● Try it
Output all records exactly, with no images.

Referring expression data
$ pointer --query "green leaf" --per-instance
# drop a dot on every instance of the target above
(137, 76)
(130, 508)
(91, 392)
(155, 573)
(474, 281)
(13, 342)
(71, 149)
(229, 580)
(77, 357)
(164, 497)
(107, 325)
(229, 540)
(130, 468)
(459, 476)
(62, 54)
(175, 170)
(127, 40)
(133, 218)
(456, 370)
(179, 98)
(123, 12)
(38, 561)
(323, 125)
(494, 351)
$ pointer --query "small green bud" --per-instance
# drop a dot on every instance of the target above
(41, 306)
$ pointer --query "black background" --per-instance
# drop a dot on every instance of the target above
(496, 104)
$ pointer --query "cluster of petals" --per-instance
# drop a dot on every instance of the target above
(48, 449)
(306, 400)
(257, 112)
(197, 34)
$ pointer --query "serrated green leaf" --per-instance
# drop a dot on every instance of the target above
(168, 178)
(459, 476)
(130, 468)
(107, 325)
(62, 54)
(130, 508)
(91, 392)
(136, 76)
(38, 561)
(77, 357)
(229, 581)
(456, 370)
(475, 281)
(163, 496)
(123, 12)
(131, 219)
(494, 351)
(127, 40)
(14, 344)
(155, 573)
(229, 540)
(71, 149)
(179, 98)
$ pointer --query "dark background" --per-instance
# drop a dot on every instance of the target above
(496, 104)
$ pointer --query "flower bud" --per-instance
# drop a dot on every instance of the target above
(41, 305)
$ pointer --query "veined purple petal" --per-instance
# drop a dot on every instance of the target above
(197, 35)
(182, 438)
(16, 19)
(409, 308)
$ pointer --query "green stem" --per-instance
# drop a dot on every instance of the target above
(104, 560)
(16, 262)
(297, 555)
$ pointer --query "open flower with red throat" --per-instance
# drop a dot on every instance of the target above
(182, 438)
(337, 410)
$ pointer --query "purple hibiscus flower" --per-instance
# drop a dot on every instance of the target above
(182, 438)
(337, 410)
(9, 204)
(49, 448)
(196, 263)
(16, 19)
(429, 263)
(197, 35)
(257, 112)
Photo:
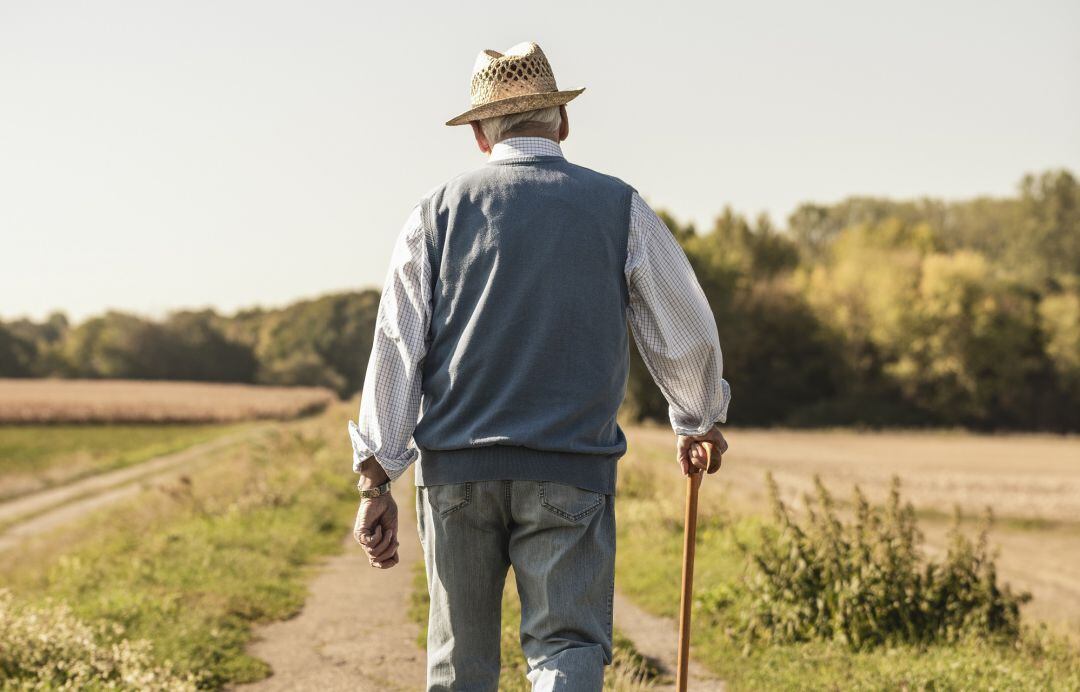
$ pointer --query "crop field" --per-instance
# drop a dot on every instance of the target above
(1031, 483)
(38, 457)
(1039, 548)
(229, 544)
(55, 401)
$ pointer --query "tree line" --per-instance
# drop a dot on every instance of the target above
(868, 311)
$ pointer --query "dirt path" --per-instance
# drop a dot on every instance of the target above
(657, 638)
(326, 647)
(32, 514)
(342, 640)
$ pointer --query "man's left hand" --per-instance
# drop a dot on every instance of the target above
(376, 530)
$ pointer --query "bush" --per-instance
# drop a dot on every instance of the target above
(48, 648)
(866, 583)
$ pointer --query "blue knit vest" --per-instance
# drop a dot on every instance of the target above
(528, 350)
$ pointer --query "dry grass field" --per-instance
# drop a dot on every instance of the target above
(135, 402)
(1030, 482)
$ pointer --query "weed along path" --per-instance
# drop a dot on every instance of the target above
(32, 514)
(657, 639)
(354, 632)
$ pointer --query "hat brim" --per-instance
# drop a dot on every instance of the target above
(515, 105)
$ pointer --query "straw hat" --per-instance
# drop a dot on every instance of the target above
(512, 82)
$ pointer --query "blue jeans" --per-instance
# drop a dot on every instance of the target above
(559, 540)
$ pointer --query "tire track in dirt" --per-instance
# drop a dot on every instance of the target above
(39, 512)
(657, 639)
(354, 632)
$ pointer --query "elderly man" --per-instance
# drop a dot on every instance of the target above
(504, 315)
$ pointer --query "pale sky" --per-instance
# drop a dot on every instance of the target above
(178, 154)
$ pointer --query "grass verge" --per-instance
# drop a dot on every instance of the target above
(218, 551)
(648, 564)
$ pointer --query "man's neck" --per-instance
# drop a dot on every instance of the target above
(531, 133)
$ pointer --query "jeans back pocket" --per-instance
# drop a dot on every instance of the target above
(448, 498)
(570, 502)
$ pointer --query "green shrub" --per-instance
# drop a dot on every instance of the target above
(866, 583)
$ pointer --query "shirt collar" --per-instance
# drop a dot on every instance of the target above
(525, 148)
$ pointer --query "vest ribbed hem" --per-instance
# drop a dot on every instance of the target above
(502, 462)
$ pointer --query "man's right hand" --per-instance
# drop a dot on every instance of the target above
(690, 453)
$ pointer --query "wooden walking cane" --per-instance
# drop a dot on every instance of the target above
(689, 542)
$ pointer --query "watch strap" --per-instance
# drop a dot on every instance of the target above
(374, 492)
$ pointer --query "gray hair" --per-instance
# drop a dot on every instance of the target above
(502, 126)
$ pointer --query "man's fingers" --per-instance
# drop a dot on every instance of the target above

● Solution for this exercise
$ pointer --query "green leaf" --per-instance
# drop a dot on every instance of the target above
(137, 76)
(130, 508)
(91, 392)
(155, 573)
(474, 281)
(13, 342)
(71, 149)
(229, 580)
(77, 357)
(164, 497)
(107, 325)
(229, 540)
(130, 468)
(459, 476)
(62, 54)
(175, 170)
(127, 40)
(133, 218)
(456, 370)
(179, 98)
(123, 12)
(38, 561)
(323, 125)
(494, 351)
$ pointer --query "small green bud" --per-instance
# drop a dot on every instance of the target above
(41, 306)
$ pointer --query "black background" --per-instance
# drop a dot on every instance of the target above
(496, 104)
$ pointer --query "cluster of petals" --per-instance
# drop a dot on every instance of the target above
(48, 449)
(306, 400)
(257, 112)
(197, 34)
$ pointer --query "serrated green leaf" --per-instance
# drop a dot on every instance of the target above
(168, 178)
(459, 476)
(130, 468)
(107, 325)
(62, 54)
(130, 508)
(91, 392)
(136, 76)
(38, 561)
(77, 357)
(229, 581)
(456, 370)
(475, 281)
(163, 496)
(123, 12)
(131, 219)
(494, 351)
(127, 40)
(14, 344)
(155, 573)
(229, 540)
(71, 149)
(179, 98)
$ pointer --query "dark background" --per-instance
# drop a dot on every instance of the target above
(496, 104)
$ pointer --query "flower bud" --per-instance
# drop a dot on every instance of the target above
(41, 305)
$ pointer --query "veined purple petal" --per-instance
# drop a dot on every instance of the target above
(197, 35)
(182, 438)
(16, 19)
(409, 308)
$ pointer --query "green stem" --per-instance
# drop a dot on every instance of the target above
(104, 560)
(16, 262)
(297, 555)
$ pointer --query "open flower with red throat" --per-instance
# drop a dot on every instance of the target above
(182, 438)
(337, 410)
$ pointer --query "purple hibiscus flower" --per-instance
# drop a dot on every instance of the target above
(182, 438)
(337, 410)
(9, 204)
(49, 448)
(196, 263)
(16, 19)
(429, 263)
(197, 35)
(257, 112)
Photo:
$ pointer --query "crop field" --per-instance
# drop a dot on every instance of the target above
(1031, 483)
(38, 457)
(1039, 548)
(229, 544)
(55, 401)
$ pointer --query "tree line" --per-instance
# drop a dot on every instance of the target above
(868, 311)
$ pointer --query "dirt path" --per-instance
# drop a dot on every instance of the target above
(657, 638)
(326, 647)
(32, 514)
(342, 640)
$ pointer --query "man's left hand" --per-instance
# drop a dot on every instance of the target above
(376, 530)
$ pointer --query "bush" --per-instance
# drop a dot on every instance of the target above
(48, 648)
(866, 583)
$ pointer --query "blue knit vest" --per-instance
# drop a dot on every instance of the target above
(528, 350)
$ pointer --query "dry grass field" --per-instance
# drop a dot on every instance of the target above
(135, 402)
(1030, 482)
$ pointer --query "weed along path" --per-instance
# drop a dot on every instance of the target above
(32, 514)
(657, 639)
(354, 632)
$ pointer --query "hat brim" --per-instance
# drop a dot on every instance of the target above
(515, 105)
$ pointer --query "straw hat" --per-instance
# drop a dot on every instance of the target above
(512, 82)
$ pointer --query "blue jeans" --per-instance
# drop a dot on every instance of the target above
(559, 540)
$ pointer --query "tire track in dirt" --per-instance
# drop a dot on every instance of the target above
(39, 512)
(657, 639)
(354, 632)
$ pointer --query "elderly man" --per-instance
# drop a dot on every instance of the target above
(504, 315)
$ pointer --query "pale sky" --per-instance
# drop a dot on every instance of the target above
(178, 154)
$ pointer --query "grass verge" --per-instance
# drop a dot on every instance of the target above
(218, 551)
(648, 564)
$ pointer --query "man's neck" --per-instance
# drop a dot on every instance of the target above
(531, 133)
$ pointer --query "jeans back pocket" --per-instance
# drop a dot on every instance of the target above
(448, 498)
(570, 502)
$ pointer --query "green shrub" --per-instance
# drop a dot on every instance of the target above
(866, 583)
$ pointer --query "shirt collar" --per-instance
# drop a dot on every instance of the target above
(525, 148)
$ pointer --query "vest ribbed hem" --per-instance
# drop a dot on every instance of the target above
(502, 462)
$ pointer --query "man's right hand" --per-instance
# drop a dot on every instance of the target above
(690, 453)
$ pointer --query "wooden walking cane" --per-instance
# drop a dot on every instance of the target above
(689, 542)
$ pointer --query "watch strap" --per-instance
# drop a dot on every instance of the target above
(374, 492)
$ pointer --query "gray hair" --per-instance
# drop a dot on every instance of the target above
(502, 126)
$ pointer --query "man's fingers" --per-instance
# drop a dot on every instance of the target above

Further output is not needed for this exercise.